→ Task requirements: Shift every answer coordinate up by 75 in the part of the data that opens with the line containing "white refrigerator wall | locate" and closes with the line containing "(95, 67), (177, 74)", and write out all the lines of that part. Leave the other lines, along with their sample coordinates, unchanged.

--- Start of Records supplied ---

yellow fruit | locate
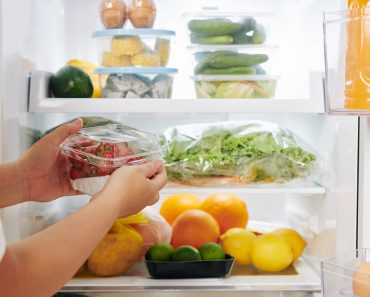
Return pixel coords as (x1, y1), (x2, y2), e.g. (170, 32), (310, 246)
(251, 233), (293, 272)
(272, 228), (307, 261)
(353, 262), (370, 297)
(221, 228), (256, 265)
(87, 221), (144, 276)
(66, 59), (101, 98)
(160, 194), (202, 225)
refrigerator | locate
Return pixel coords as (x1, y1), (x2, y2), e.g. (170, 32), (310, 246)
(0, 0), (370, 297)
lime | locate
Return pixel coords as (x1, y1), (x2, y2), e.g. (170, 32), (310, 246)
(171, 245), (201, 261)
(146, 243), (174, 261)
(199, 242), (225, 260)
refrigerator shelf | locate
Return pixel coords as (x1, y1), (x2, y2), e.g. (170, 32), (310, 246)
(28, 71), (325, 114)
(61, 260), (320, 292)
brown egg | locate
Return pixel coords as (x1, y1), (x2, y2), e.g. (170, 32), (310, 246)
(100, 0), (127, 29)
(353, 262), (370, 297)
(128, 0), (157, 28)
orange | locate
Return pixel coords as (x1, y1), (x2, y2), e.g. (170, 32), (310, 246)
(171, 209), (220, 249)
(201, 194), (248, 234)
(160, 194), (202, 225)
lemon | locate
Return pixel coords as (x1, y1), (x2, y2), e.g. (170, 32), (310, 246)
(146, 243), (174, 261)
(251, 233), (293, 272)
(199, 242), (225, 260)
(272, 228), (307, 261)
(221, 228), (256, 265)
(66, 59), (101, 98)
(171, 245), (201, 261)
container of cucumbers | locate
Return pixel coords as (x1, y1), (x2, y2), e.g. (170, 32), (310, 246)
(192, 74), (279, 99)
(183, 11), (273, 45)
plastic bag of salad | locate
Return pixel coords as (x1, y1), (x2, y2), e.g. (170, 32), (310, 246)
(159, 121), (321, 187)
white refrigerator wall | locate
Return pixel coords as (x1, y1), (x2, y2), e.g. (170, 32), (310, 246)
(2, 0), (358, 257)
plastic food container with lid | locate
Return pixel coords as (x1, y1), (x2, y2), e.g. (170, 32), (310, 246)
(192, 75), (278, 99)
(95, 67), (177, 98)
(61, 124), (163, 195)
(92, 29), (175, 67)
(183, 11), (273, 45)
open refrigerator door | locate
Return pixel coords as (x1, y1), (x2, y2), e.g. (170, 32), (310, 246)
(2, 0), (366, 297)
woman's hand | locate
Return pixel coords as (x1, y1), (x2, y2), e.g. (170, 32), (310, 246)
(16, 119), (83, 202)
(93, 161), (167, 217)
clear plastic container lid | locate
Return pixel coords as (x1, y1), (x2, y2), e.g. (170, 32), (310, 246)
(61, 124), (163, 166)
(92, 29), (176, 38)
(95, 67), (177, 74)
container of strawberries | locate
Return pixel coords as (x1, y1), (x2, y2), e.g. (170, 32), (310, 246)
(61, 124), (163, 195)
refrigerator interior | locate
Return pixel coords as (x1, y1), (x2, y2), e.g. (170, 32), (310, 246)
(2, 0), (359, 297)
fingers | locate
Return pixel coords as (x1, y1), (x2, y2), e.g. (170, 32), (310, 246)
(139, 160), (163, 178)
(45, 118), (83, 146)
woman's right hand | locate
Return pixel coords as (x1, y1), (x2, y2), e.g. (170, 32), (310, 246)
(94, 160), (167, 217)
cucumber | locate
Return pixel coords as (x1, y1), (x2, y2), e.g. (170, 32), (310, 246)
(194, 51), (238, 74)
(233, 33), (252, 44)
(206, 54), (268, 68)
(241, 17), (257, 33)
(201, 66), (256, 74)
(188, 18), (243, 36)
(251, 25), (266, 44)
(190, 34), (234, 45)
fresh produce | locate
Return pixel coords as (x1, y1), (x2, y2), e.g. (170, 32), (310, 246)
(188, 17), (266, 45)
(87, 221), (143, 276)
(66, 60), (101, 98)
(188, 18), (243, 36)
(352, 262), (370, 297)
(112, 36), (144, 56)
(50, 65), (94, 98)
(272, 228), (307, 261)
(154, 38), (170, 67)
(102, 73), (173, 98)
(171, 209), (220, 248)
(251, 233), (293, 272)
(199, 242), (225, 260)
(171, 245), (201, 261)
(201, 194), (248, 234)
(160, 194), (202, 225)
(145, 242), (175, 261)
(100, 0), (127, 29)
(128, 0), (157, 28)
(221, 228), (256, 265)
(159, 121), (316, 186)
(194, 51), (268, 74)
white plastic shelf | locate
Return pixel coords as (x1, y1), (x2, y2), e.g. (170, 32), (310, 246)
(28, 71), (325, 114)
(62, 260), (320, 292)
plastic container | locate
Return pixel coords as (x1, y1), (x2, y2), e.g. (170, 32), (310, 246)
(321, 249), (370, 297)
(145, 255), (235, 278)
(188, 45), (278, 75)
(61, 124), (163, 195)
(192, 75), (278, 99)
(183, 11), (273, 45)
(95, 67), (177, 98)
(92, 29), (175, 67)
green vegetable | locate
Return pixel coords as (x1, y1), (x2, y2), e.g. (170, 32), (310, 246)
(50, 65), (94, 98)
(188, 18), (243, 36)
(160, 122), (316, 182)
(233, 33), (252, 44)
(200, 66), (256, 74)
(252, 25), (266, 44)
(190, 34), (234, 45)
(206, 54), (268, 68)
(241, 17), (257, 32)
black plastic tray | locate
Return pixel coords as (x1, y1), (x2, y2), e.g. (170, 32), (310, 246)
(144, 255), (234, 278)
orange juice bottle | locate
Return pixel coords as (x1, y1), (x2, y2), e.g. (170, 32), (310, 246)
(344, 0), (370, 110)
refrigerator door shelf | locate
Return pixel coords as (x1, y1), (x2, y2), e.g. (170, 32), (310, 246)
(28, 71), (325, 114)
(62, 260), (320, 290)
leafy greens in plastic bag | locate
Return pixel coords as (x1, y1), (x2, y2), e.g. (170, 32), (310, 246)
(160, 121), (316, 186)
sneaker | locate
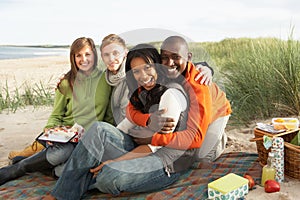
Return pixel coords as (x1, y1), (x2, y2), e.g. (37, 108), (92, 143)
(8, 141), (45, 159)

--- End of Records supplied ---

→ Final result:
white refrigerator wall | locate
Return pixel coords as (x1, y1), (x2, y2), e.g. (170, 32), (310, 246)
(77, 75), (433, 332)
plastic food container with lid | locate
Return pixel coords as (x1, y1), (x2, y2), e.g. (170, 32), (310, 246)
(267, 150), (353, 174)
(170, 142), (252, 173)
(136, 199), (238, 270)
(167, 104), (250, 142)
(258, 86), (348, 120)
open refrigerator door | locate
Return pixel coords as (x1, y1), (x2, y2), e.g. (170, 32), (310, 246)
(77, 75), (441, 372)
woman's hand | locate
Return pixel coords as (x1, y1), (x2, y2), e.g. (170, 32), (310, 246)
(91, 194), (158, 277)
(168, 236), (242, 292)
clear plastic container lid | locate
Return pixel coords as (x1, y1), (x2, y2), e.g. (170, 32), (310, 246)
(136, 199), (238, 241)
(167, 104), (251, 113)
(170, 142), (252, 149)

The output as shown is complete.